=== Working data ===

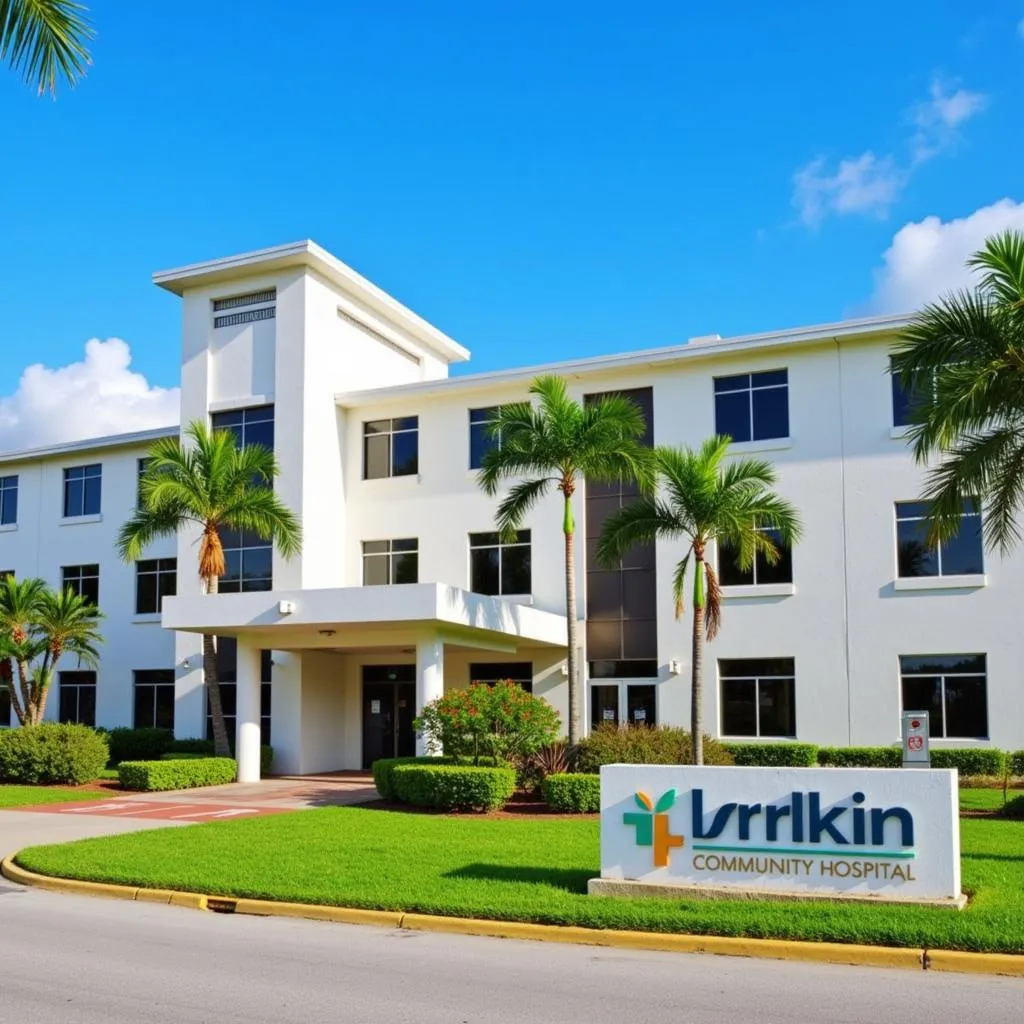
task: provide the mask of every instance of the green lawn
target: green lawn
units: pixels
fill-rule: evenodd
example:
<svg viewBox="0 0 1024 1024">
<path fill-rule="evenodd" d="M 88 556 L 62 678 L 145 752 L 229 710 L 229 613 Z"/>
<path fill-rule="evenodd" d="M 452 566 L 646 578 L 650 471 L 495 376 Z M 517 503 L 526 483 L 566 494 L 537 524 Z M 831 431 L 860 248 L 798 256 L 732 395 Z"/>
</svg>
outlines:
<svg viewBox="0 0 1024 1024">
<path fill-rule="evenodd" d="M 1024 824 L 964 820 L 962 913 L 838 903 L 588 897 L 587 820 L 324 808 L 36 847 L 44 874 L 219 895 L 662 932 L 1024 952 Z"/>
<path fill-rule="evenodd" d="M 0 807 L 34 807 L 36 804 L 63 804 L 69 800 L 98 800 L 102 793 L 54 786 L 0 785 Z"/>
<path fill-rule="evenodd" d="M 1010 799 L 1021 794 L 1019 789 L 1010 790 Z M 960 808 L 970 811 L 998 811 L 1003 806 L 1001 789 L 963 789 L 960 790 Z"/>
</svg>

===
=== Working data ===

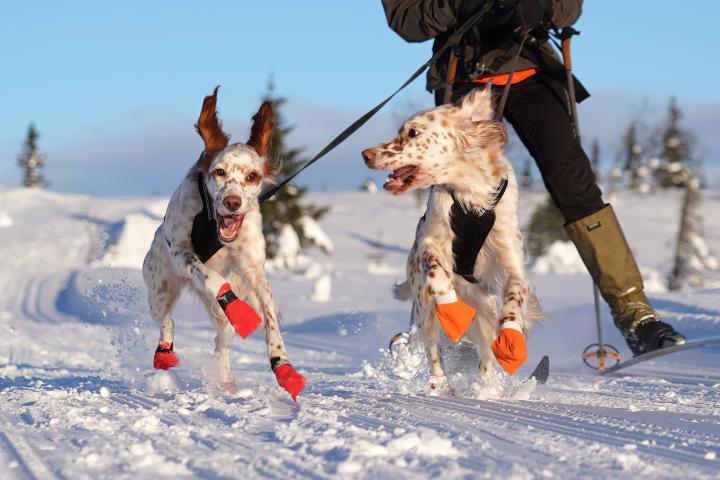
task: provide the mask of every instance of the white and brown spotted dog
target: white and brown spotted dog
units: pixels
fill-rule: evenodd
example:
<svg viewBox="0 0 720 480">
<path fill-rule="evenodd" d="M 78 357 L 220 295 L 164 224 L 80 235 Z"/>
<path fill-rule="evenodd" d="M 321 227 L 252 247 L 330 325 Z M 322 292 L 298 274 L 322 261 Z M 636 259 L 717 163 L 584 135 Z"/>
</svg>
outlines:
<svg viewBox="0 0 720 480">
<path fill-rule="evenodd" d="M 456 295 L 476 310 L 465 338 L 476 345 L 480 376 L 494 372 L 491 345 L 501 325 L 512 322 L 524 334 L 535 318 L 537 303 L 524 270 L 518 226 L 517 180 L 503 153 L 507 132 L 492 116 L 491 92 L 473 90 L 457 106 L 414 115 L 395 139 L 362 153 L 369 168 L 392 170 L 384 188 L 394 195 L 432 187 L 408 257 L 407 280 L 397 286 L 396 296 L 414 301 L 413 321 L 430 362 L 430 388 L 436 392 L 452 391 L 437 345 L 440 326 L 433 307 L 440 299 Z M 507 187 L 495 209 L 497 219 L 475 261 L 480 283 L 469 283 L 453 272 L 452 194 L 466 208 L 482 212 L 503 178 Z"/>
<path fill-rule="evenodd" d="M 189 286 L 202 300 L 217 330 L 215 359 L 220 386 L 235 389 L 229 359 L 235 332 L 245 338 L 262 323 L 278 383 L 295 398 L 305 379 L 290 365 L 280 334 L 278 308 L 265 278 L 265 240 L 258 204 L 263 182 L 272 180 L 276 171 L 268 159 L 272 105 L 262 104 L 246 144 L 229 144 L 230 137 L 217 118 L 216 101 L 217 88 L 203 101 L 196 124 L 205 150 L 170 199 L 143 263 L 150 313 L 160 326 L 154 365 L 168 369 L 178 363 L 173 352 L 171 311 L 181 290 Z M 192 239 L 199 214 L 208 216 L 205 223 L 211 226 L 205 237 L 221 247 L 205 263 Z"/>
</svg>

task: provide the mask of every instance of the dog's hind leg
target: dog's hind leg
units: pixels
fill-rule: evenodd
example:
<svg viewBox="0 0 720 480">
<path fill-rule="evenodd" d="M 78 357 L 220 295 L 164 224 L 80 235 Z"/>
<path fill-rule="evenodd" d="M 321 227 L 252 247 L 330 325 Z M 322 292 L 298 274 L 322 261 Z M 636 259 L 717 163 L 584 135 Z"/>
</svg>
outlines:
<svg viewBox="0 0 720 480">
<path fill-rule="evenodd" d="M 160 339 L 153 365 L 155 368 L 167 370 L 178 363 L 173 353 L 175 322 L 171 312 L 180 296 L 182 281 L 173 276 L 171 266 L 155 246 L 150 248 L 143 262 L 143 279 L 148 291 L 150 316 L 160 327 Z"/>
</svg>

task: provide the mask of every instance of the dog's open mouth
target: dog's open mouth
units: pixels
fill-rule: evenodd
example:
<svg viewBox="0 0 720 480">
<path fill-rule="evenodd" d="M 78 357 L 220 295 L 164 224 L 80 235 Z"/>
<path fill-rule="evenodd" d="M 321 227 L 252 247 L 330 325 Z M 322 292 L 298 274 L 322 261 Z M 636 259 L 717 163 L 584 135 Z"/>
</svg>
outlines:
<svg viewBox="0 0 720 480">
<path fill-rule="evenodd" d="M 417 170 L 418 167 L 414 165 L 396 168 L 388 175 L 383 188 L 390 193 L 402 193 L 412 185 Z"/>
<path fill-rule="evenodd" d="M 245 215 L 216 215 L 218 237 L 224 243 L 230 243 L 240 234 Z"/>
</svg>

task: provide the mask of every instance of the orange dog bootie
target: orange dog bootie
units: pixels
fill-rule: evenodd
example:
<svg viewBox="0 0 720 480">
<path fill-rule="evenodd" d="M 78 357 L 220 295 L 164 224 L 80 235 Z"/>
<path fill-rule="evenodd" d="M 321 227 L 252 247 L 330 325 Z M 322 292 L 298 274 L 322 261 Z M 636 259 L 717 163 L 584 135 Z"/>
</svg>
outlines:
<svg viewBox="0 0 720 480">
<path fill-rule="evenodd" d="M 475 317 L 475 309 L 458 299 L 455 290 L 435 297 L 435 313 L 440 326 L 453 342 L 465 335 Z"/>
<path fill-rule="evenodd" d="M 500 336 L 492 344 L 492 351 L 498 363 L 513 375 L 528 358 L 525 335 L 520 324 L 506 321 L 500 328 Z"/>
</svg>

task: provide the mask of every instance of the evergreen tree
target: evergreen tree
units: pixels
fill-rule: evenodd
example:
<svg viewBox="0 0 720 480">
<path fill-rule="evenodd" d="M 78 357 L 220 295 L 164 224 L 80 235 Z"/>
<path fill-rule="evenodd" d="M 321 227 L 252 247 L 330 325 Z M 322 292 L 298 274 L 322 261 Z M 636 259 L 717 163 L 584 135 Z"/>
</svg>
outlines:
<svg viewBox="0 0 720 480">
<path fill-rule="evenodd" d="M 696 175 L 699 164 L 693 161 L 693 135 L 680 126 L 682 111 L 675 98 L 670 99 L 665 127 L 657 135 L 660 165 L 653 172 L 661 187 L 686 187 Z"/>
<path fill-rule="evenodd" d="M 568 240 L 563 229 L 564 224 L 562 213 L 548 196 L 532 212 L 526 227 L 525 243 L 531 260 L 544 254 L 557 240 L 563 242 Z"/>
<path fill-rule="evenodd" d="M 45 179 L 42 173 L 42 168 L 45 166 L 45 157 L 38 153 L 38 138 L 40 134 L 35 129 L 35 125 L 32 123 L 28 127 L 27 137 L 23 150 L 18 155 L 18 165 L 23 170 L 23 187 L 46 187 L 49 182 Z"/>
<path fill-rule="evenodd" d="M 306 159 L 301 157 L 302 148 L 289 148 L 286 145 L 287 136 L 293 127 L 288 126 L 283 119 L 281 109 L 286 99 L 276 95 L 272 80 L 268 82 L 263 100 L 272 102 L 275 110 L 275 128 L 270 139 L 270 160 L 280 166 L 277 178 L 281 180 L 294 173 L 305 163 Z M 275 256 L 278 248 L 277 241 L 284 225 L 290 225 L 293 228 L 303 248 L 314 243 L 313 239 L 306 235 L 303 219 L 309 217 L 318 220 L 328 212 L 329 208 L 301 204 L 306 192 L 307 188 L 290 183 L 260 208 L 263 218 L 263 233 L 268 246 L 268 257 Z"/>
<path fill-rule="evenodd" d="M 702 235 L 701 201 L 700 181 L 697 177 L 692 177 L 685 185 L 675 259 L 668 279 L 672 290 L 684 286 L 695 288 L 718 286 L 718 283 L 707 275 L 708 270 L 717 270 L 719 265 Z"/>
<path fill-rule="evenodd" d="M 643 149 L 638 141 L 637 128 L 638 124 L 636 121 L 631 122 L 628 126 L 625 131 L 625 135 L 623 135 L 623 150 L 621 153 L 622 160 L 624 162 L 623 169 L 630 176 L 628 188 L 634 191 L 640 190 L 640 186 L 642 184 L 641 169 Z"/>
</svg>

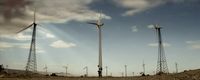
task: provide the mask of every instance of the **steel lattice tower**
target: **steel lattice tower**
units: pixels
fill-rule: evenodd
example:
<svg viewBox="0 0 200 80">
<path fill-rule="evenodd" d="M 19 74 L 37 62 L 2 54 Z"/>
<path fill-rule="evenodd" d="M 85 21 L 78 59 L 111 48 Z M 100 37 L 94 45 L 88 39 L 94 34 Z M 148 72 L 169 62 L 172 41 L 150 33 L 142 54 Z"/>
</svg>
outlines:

===

#### Requirement:
Look through the lines above and collect those with the word "tower".

#### Result for this exercise:
task: provide the mask of every instance of the **steel lattice tower**
target: **steel lattice tower**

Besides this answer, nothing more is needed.